* About this task *
Copy each entry below exactly.

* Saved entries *

******************************

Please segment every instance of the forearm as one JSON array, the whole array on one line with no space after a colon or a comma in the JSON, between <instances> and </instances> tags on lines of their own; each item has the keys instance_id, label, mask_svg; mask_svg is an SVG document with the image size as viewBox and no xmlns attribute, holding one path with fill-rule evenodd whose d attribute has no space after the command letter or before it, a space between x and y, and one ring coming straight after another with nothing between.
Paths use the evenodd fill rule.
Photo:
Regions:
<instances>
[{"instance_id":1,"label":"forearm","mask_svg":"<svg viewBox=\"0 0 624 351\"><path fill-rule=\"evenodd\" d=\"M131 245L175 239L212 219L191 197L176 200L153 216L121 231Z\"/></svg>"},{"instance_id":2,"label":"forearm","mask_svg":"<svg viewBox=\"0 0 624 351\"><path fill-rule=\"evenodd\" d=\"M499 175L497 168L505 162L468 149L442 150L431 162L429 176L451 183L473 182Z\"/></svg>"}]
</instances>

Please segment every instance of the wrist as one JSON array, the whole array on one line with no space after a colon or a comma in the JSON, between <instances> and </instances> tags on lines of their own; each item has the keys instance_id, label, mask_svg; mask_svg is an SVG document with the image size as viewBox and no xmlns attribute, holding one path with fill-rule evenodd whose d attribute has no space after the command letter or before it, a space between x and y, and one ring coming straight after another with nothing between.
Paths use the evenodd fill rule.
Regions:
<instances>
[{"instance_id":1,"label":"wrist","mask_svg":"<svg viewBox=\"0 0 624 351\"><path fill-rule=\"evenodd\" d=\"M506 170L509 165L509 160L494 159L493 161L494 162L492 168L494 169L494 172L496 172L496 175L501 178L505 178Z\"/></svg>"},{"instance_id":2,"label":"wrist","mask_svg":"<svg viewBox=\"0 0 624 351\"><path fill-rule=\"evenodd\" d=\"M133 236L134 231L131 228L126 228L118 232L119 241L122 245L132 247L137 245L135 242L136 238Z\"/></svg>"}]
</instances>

******************************

* Exercise result *
Please segment every instance of the forearm as one JSON array, the whole array on one line with no space after a colon or a comma in the JSON, between <instances> and </instances> tags on lines of their own; each item has the keys instance_id, label, mask_svg; mask_svg is an SVG document with the image size as viewBox and no xmlns attribute, holding one path with fill-rule evenodd whose d attribute has no space after the command letter or before it, a space between x and y, and one ring coming straight after another with nothing between.
Paths use the evenodd fill rule.
Photo:
Regions:
<instances>
[{"instance_id":1,"label":"forearm","mask_svg":"<svg viewBox=\"0 0 624 351\"><path fill-rule=\"evenodd\" d=\"M131 245L175 239L212 219L191 197L176 200L153 216L121 231Z\"/></svg>"},{"instance_id":2,"label":"forearm","mask_svg":"<svg viewBox=\"0 0 624 351\"><path fill-rule=\"evenodd\" d=\"M499 175L497 168L505 162L468 149L442 150L431 162L429 176L451 183L473 182Z\"/></svg>"}]
</instances>

Please segment every instance of the wrist as one JSON array, the whole array on one line with no space after a colon or a comma in the JSON, between <instances> and </instances> tags on lines of their own; each item has the keys instance_id, label, mask_svg; mask_svg is an SVG document with the image size as viewBox and no xmlns attribute, holding one path with fill-rule evenodd whose d attribute has no space after the command letter or before it, a space between x and y, and one ring coming straight after another with nothing between.
Paths use the evenodd fill rule.
Regions:
<instances>
[{"instance_id":1,"label":"wrist","mask_svg":"<svg viewBox=\"0 0 624 351\"><path fill-rule=\"evenodd\" d=\"M506 170L509 165L509 160L494 159L493 161L494 162L492 168L494 169L494 172L496 172L496 175L501 178L505 178Z\"/></svg>"},{"instance_id":2,"label":"wrist","mask_svg":"<svg viewBox=\"0 0 624 351\"><path fill-rule=\"evenodd\" d=\"M133 236L134 231L131 228L126 228L118 232L119 241L122 245L132 247L137 245L135 242L136 238Z\"/></svg>"}]
</instances>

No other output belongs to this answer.